▶ ESERCIZIO BREVE A:
Nei record, cambia "green leaf" in "yellow leaf" nelle righe che vanno da quella con "point: green leaf" fino a quella con "Target: green leaf", estremi compresi. Riscrivi solo queste righe, lasciando tutto il resto invariato.

#### ESTRATTO DELLA FONTE

DE CONCILJ (De Concili, De Conciliì, De Concilij, De Conciliis), Lorenzo
Nacque ad Avellino il 6 luglio 1776 da Donato e Maddalena Genovese.
Tra le varie forme dei cognome, delle quali il più delle volte si riscontra De Conciliis, la dizione prescelta è quella che adoperava egli stesso e i suoi contemporanei che più intimamente lo conobbero (Cannaviello).
Di agiata famiglia borghese, studiò a Napoli fino ai diciotto anni, quando, interrotti gli studi senza il consenso del padre, si arruolò volontario nella cavalleria napoletana. Negli anni successivi, prima da soldato, poi da cadetto e quindi da alfiere, combatté contro l'esercito francese: prima nell'Italia settentrionale, poi, nel 1798, nella spedizione di Roma e immediatamente dopo nel tentativo di contrastare l'avanzata francese nel Regno.
Nel 1799 aderì alla Repubblica partenopea più perché trascinato dagli eventi che per convinzione politica. Infatti, mentre era in missione fuori della capitale in qualità di aiutante del col. Roccaromana, uno dei capi della resistenza popolare contro i Francesi, veniva a sapere che il suo comandante si era rifugiato a Castel Sant'Elmo ed aveva aderito alla Repubblica. Il D. perciò, impossibilitato a rientrare a Napoli, si unì allora all'esercito filofrancese e, entrato con questo in città, combattè quegli stessi lazzari di cui pochi giorni prima era stato alleato.
Caduta la repubblica, sotto la quale aveva raggiunto il grado di capitano, riuscì a fuggire da Napoli e a evitare in tal modo la prima repressione borbonica; quindi, al seguito del suo vecchio comandante, si batté contro i Francesi in fuga, inseguendoli fino a Roma.
Questi primi emblematici episodi della sua vita rendono evidente la mancanza di una precisa ideologia nel De Concilj. Egli era un soldato, dotato di molto coraggio e di una forte dirittura morale, coinvolto continuamente nelle turbinose e contraddittorie vicende della sua epoca e costretto quindi, suo malgrado, a fare delle scelte di campo di drammatica urgenza o comunque a prendere delle posizioni politiche.
Nel 1800, grazie all'ultimo repentino cambiamento di bandiera, il D. fu amnistiato, ma degradato a soldato semplice. L'anno dopo, però, essendosi distinto in un combattimento sotto Siena contro l'esercito napoleonico, venne reintegrato nel grado di tenente. Da questo momento fino al 1806, distaccato al comando di una colonna mobile in Irpinia, si dedicò con successo alla repressione del brigantaggio. Di ciò continuò ad occuparsi anche nel decennio francese, distinguendosi, col grado di capitano, per gli ottimi risultati conseguiti in Irpinia, Lucania e Puglia.
Solo nel 1814 tornò a combattere in campo aperto, partecipando alla campagna del Murat contro il Regno d'Italia. L'anno dopo, mutate le alleanze, fu coinvolto nell'estremo disastroso tentativo dello stesso Murat contro l'Austria. È probabile che il D. non sia stato impegnato in tutta la campagna, ma abbia fatto parte soltanto, col grado di maggiore, di un corpo di spedizione comandato dal Macdonald e inviato dalla regina dopo la sconfitta di Tolentino, risultando uno dei pochi a distinguersi a Mignano nel tentativo di fermare l'avanzata del Nugent.

########
#### CONTENUTO DEL DATASET

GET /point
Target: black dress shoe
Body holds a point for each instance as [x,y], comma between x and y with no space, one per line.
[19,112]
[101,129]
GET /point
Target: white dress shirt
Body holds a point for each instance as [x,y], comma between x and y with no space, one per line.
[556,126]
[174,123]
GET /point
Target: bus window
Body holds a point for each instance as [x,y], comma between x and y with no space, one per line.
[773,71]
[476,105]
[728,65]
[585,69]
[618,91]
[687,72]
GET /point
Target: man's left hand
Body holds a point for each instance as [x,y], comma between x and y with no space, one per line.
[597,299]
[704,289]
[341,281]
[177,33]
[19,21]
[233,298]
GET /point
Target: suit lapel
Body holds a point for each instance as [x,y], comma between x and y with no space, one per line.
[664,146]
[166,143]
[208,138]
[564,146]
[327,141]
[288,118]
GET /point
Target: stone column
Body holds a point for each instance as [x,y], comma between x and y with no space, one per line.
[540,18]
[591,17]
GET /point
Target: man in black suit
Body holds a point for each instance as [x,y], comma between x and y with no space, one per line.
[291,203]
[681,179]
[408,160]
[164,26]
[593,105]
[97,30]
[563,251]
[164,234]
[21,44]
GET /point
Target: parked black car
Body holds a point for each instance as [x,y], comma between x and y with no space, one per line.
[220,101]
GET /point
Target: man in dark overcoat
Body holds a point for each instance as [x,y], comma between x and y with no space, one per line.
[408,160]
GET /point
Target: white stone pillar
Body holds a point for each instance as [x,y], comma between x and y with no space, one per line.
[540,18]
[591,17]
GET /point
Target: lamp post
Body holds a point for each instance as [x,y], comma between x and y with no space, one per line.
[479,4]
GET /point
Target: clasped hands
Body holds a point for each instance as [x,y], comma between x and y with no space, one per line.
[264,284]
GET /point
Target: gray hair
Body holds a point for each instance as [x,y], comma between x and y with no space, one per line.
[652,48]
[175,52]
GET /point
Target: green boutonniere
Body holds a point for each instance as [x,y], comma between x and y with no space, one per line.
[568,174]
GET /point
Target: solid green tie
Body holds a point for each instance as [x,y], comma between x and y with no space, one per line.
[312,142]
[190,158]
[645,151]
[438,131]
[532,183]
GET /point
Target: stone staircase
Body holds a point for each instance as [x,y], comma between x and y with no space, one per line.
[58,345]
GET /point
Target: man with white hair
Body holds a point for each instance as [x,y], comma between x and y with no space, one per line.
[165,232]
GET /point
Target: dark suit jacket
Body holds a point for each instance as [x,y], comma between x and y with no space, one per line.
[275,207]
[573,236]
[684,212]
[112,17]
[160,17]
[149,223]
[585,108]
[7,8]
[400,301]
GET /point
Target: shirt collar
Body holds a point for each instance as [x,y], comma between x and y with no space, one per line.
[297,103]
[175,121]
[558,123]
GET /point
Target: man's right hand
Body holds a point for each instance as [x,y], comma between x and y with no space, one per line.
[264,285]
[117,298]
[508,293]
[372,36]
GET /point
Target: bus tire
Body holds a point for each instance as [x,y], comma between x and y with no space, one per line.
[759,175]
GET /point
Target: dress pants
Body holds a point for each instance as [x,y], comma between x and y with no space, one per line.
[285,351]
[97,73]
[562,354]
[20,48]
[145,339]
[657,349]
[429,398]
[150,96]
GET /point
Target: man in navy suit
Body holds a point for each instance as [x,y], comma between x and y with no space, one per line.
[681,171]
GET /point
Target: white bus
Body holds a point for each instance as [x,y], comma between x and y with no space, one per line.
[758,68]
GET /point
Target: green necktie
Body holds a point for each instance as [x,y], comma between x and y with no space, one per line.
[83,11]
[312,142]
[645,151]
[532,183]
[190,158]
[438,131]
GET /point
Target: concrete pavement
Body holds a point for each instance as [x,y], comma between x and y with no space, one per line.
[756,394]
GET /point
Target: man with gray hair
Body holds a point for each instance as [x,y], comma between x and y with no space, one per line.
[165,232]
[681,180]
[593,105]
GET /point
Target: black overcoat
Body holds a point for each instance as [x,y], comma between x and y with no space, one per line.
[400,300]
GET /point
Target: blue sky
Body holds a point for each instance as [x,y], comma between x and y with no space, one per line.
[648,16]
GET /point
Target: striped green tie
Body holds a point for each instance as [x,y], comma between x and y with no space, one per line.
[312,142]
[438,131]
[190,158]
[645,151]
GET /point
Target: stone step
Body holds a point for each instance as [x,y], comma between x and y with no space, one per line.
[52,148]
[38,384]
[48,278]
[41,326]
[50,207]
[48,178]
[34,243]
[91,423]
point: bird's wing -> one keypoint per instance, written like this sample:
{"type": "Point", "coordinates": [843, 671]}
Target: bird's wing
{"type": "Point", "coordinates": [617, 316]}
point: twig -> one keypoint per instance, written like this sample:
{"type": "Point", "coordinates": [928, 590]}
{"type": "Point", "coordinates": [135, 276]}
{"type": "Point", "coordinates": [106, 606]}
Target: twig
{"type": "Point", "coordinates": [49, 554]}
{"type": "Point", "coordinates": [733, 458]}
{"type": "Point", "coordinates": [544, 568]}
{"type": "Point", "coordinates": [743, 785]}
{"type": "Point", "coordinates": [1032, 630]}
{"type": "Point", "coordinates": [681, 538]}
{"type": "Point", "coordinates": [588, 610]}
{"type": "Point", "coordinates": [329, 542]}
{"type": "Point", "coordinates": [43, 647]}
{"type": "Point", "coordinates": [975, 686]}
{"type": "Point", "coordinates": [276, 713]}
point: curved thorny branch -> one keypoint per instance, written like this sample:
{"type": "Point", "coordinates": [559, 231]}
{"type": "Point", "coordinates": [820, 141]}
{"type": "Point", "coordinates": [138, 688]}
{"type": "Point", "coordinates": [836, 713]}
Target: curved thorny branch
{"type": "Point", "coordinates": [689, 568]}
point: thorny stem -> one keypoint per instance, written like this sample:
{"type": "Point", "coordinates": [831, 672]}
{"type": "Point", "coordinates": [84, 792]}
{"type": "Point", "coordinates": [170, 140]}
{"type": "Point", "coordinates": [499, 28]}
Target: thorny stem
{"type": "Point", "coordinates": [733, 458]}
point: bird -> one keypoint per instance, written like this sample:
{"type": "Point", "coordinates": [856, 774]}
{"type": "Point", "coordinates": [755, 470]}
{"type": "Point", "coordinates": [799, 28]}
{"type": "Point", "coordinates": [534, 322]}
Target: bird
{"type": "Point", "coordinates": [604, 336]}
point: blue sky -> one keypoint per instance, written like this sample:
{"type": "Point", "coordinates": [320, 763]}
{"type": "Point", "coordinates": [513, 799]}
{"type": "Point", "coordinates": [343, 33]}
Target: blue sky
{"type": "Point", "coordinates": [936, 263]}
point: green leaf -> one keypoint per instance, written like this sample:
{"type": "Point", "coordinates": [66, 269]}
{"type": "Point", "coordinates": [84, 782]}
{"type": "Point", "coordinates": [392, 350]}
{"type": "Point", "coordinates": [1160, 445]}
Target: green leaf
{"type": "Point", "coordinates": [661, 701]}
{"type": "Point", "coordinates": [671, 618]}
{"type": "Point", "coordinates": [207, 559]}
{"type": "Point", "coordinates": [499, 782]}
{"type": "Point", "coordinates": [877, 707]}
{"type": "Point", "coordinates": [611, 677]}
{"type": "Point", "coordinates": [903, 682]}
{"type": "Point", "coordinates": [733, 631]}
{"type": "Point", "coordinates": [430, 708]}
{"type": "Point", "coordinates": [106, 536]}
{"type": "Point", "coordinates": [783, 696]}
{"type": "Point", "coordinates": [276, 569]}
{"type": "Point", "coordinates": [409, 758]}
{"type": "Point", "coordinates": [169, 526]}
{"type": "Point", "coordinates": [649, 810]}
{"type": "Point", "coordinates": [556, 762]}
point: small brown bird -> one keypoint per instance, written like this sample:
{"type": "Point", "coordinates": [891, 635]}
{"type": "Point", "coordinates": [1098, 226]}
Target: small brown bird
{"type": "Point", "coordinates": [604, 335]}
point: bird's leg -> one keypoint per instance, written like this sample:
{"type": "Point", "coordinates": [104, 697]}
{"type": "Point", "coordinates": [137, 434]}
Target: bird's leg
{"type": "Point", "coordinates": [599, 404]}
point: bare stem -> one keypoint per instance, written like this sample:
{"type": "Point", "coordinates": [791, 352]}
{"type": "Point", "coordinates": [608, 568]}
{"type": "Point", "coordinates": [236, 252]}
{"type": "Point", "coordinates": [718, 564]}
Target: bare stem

########

▶ ESERCIZIO BREVE B:
Secondo la voce biografica su Lorenzo De Concilj, dove e quando nacque?

▶ RISPOSTA SCRITTA A:
point: yellow leaf -> one keypoint per instance, written like this sample:
{"type": "Point", "coordinates": [66, 269]}
{"type": "Point", "coordinates": [84, 782]}
{"type": "Point", "coordinates": [392, 350]}
{"type": "Point", "coordinates": [1160, 445]}
Target: yellow leaf

▶ RISPOSTA SCRITTA B:
Ad Avellino, il 6 luglio 1776.